**Exercise:**
Set down, without alteration, the lines from the one that contains "For the dataset, pick out the snow-covered bush" through the final line of the material below.

**Records excerpted from a collection:**
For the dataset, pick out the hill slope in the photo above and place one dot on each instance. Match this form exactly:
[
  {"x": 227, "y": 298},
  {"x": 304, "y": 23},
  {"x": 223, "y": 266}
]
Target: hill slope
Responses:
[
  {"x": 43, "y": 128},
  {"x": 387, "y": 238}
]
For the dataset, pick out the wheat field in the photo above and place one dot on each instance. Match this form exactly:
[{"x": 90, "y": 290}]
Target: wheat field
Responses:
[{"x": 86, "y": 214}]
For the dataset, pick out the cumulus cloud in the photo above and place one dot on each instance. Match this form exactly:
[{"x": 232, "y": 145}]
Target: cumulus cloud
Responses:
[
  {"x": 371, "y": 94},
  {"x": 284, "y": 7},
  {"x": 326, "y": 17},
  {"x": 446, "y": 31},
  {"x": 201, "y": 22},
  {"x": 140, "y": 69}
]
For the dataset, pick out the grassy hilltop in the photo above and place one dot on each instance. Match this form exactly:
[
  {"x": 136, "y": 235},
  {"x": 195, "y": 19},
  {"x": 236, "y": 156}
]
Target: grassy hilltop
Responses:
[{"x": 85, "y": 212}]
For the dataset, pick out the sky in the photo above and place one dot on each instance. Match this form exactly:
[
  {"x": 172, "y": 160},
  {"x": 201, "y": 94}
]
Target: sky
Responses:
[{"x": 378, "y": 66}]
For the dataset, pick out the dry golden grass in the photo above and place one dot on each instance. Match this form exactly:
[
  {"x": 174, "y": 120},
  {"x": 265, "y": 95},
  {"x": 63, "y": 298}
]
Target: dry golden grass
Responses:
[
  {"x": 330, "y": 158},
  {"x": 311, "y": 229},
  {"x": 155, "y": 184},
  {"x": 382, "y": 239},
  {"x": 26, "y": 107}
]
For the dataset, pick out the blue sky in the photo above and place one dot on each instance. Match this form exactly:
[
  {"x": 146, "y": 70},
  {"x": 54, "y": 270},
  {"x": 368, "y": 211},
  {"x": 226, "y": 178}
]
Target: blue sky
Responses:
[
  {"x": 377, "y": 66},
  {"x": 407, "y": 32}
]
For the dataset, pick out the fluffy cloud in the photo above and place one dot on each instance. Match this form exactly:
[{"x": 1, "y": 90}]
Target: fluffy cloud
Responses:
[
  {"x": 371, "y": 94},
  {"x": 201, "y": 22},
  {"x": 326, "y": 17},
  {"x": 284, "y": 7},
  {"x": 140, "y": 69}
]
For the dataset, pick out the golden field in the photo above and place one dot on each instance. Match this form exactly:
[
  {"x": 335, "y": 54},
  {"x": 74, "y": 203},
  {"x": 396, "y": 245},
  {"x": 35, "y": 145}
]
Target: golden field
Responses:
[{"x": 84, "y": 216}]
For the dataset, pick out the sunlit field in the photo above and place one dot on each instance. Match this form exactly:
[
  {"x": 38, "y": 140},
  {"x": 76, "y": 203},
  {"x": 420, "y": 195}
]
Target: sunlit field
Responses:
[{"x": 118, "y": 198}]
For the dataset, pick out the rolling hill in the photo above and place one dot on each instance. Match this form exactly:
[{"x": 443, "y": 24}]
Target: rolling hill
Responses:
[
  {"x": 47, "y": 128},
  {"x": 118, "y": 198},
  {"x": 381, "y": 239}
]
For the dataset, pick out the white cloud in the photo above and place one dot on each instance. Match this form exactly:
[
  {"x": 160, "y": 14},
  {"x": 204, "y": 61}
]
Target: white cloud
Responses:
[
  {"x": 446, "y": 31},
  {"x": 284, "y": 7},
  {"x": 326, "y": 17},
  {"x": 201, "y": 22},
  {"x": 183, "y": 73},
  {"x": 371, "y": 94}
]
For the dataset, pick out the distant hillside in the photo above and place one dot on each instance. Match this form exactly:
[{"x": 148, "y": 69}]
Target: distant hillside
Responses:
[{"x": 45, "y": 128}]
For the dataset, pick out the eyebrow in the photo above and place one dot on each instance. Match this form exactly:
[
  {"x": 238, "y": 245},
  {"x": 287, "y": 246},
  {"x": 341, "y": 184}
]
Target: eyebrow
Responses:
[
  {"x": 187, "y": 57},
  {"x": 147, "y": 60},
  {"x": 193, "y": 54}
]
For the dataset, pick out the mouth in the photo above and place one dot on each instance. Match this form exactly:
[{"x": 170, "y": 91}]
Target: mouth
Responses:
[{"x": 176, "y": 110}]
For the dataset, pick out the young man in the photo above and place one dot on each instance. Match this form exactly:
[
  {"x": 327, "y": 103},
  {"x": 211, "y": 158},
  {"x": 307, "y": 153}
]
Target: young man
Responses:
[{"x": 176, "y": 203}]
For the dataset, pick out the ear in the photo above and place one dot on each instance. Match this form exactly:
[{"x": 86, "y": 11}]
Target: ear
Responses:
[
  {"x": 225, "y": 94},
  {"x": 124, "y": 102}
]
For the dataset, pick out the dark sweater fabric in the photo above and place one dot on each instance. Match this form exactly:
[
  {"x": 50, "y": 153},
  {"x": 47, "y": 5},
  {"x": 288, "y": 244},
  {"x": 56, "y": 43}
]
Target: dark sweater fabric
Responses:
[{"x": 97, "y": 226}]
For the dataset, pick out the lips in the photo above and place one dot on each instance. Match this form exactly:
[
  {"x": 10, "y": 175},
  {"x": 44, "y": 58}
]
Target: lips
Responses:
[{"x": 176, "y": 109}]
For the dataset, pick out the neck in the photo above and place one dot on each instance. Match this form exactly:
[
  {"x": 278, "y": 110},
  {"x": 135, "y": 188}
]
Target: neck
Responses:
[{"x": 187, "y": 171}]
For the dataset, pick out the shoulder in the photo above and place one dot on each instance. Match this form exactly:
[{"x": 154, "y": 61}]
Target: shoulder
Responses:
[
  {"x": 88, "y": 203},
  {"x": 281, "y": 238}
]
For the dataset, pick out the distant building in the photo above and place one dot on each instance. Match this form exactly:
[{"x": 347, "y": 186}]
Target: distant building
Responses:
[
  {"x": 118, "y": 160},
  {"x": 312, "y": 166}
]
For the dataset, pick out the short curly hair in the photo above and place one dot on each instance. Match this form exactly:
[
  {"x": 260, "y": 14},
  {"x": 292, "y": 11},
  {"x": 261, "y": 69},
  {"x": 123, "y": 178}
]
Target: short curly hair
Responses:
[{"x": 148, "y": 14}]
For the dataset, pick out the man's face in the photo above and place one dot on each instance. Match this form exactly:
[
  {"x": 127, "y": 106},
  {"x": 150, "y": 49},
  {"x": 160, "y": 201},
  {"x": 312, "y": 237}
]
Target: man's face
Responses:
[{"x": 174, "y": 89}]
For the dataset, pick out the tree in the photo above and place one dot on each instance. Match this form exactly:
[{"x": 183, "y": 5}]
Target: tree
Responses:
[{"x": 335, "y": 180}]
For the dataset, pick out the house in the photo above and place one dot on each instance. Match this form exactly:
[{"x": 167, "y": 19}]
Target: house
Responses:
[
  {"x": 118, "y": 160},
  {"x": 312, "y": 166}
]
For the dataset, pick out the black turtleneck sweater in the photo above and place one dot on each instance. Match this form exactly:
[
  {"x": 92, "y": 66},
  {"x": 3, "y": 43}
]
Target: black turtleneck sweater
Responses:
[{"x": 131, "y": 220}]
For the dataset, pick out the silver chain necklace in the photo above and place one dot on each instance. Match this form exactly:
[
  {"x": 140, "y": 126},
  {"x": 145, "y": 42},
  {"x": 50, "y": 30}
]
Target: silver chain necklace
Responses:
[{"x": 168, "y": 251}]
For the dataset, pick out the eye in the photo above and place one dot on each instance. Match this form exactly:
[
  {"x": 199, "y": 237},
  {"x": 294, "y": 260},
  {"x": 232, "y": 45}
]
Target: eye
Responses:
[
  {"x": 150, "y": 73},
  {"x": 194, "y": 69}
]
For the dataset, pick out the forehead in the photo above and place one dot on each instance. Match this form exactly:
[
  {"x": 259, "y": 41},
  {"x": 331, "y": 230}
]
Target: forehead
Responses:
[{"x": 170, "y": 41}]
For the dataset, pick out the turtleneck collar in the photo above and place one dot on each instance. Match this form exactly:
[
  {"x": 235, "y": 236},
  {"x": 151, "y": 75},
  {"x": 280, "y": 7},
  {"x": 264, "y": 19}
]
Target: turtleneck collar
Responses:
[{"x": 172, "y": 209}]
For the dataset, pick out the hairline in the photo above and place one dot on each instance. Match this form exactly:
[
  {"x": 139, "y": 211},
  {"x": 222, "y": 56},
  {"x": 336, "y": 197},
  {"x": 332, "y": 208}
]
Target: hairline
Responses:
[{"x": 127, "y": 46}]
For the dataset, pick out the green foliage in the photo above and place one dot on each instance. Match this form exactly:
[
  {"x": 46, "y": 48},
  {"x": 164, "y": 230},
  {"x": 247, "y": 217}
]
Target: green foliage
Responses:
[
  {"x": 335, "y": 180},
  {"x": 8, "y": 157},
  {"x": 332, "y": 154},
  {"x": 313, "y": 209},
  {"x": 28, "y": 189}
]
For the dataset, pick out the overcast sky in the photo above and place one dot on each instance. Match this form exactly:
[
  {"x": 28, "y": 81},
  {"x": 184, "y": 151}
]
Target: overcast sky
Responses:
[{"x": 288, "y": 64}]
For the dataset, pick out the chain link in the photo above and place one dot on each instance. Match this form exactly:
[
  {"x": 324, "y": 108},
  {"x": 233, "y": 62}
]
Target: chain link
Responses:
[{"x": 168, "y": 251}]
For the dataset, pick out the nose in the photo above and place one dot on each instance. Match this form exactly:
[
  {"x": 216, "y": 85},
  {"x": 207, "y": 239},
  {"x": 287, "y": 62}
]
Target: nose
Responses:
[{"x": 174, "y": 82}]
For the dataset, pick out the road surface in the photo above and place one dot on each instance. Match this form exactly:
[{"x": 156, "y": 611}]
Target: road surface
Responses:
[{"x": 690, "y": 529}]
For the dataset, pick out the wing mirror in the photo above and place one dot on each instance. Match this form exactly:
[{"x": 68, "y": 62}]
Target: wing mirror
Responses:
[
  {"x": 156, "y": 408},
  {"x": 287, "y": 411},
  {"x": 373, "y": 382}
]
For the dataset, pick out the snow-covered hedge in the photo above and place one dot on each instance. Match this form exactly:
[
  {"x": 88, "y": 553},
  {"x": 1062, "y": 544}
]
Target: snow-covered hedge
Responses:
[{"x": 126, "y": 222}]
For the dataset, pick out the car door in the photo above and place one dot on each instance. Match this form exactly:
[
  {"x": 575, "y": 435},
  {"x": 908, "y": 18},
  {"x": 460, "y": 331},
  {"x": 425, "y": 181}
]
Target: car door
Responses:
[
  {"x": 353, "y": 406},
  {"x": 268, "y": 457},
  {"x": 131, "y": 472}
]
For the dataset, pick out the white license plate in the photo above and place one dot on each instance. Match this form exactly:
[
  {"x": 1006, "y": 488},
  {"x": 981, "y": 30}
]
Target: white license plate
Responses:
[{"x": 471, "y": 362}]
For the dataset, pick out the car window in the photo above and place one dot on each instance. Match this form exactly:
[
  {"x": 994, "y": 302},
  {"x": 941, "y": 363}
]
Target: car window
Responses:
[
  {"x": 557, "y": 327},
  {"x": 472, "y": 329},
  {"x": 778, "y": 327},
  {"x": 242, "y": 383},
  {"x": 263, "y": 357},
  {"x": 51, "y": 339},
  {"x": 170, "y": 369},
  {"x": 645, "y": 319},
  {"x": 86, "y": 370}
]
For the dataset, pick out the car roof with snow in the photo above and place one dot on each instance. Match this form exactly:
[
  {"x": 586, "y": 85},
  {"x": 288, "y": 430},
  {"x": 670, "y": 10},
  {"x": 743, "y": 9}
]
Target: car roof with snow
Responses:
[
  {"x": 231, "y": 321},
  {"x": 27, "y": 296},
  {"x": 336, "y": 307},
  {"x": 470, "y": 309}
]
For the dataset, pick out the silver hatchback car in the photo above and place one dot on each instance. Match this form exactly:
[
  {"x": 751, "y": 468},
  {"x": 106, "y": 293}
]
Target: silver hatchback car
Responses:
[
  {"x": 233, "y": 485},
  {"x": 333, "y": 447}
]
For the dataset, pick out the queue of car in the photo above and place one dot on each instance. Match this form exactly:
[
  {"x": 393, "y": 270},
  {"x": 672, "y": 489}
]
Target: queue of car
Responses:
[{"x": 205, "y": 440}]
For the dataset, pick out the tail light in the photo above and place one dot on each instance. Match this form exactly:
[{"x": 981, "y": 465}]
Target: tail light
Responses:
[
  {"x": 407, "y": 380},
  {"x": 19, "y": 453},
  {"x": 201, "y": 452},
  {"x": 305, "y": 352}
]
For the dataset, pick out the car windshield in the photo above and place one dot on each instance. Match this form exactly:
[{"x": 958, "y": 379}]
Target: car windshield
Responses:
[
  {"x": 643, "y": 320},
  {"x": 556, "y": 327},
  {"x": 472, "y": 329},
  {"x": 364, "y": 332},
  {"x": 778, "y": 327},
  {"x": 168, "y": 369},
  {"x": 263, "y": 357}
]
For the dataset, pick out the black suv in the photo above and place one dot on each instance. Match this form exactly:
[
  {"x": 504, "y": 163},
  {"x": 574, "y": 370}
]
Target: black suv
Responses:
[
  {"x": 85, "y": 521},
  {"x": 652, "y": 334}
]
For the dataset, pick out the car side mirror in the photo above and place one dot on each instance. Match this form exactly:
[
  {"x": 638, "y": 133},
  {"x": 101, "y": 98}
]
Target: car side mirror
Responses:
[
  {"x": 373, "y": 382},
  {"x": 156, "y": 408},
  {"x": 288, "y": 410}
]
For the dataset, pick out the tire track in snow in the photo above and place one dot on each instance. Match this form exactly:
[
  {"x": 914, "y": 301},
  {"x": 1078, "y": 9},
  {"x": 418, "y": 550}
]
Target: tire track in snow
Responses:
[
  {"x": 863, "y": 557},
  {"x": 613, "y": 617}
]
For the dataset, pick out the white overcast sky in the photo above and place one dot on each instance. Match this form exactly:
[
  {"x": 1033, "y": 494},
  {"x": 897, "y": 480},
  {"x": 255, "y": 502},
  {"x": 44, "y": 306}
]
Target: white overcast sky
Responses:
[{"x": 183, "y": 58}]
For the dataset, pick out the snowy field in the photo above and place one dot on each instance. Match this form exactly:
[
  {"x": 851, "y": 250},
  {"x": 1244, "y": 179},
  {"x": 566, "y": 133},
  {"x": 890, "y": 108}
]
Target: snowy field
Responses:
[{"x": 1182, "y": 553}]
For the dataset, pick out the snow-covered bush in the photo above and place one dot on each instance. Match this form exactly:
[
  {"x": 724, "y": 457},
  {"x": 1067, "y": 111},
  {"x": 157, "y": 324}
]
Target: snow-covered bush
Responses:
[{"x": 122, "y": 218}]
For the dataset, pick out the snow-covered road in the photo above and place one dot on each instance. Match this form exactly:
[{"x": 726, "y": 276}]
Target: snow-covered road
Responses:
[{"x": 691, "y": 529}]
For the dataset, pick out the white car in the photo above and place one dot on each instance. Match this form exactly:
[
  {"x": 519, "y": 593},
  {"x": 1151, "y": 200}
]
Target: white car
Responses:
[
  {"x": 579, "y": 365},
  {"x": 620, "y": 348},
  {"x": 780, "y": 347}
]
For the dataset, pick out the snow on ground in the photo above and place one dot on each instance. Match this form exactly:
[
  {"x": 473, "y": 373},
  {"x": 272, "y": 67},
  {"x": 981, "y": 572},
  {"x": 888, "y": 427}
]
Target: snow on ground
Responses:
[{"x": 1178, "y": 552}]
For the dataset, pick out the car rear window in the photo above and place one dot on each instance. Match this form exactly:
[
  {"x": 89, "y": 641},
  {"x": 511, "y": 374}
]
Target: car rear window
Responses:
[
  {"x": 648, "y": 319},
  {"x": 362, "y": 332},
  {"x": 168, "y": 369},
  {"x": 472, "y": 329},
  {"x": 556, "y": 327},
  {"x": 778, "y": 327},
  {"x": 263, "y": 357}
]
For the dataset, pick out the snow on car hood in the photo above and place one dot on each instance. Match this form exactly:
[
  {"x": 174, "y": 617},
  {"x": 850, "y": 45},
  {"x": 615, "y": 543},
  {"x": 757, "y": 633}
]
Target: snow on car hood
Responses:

**Result:**
For the dataset, pick out the snow-covered bush in the photo above and place one dot on each instance. Match this form exactly:
[
  {"x": 724, "y": 457},
  {"x": 1067, "y": 111},
  {"x": 157, "y": 324}
]
Target: snow-covered bush
Responses:
[{"x": 122, "y": 218}]
For the dataset, pick out the snow-covered road in the photo above and place one dot on each instance. Match this form exactly:
[{"x": 726, "y": 276}]
Target: snow-covered road
Responses:
[{"x": 691, "y": 529}]
For the dataset, pick out the white car in the photo above and place one dot on each instance. Match this form exactly:
[
  {"x": 519, "y": 593},
  {"x": 1151, "y": 200}
]
Target: white car
Responses:
[
  {"x": 579, "y": 365},
  {"x": 620, "y": 348},
  {"x": 780, "y": 347}
]
For the dataset, pick out the snow on ground in the photo above and place one dot on each instance. Match this form exactly:
[
  {"x": 473, "y": 373},
  {"x": 272, "y": 67},
  {"x": 981, "y": 572},
  {"x": 888, "y": 427}
]
Target: snow on ground
Responses:
[{"x": 1178, "y": 552}]
For the dataset, pick out the car rear window in the photo above and place one dot on each instance. Match this form exactly:
[
  {"x": 89, "y": 641},
  {"x": 511, "y": 374}
]
Target: car rear window
Responses:
[
  {"x": 648, "y": 319},
  {"x": 362, "y": 332},
  {"x": 168, "y": 369},
  {"x": 472, "y": 329},
  {"x": 556, "y": 327},
  {"x": 778, "y": 327},
  {"x": 263, "y": 357}
]
For the dataset, pick out the snow on car hood in the photo above and place one dot on each instance. Match this form exactly:
[
  {"x": 174, "y": 617},
  {"x": 850, "y": 45},
  {"x": 615, "y": 543},
  {"x": 757, "y": 633}
]
Target: snow on car hood
Responses:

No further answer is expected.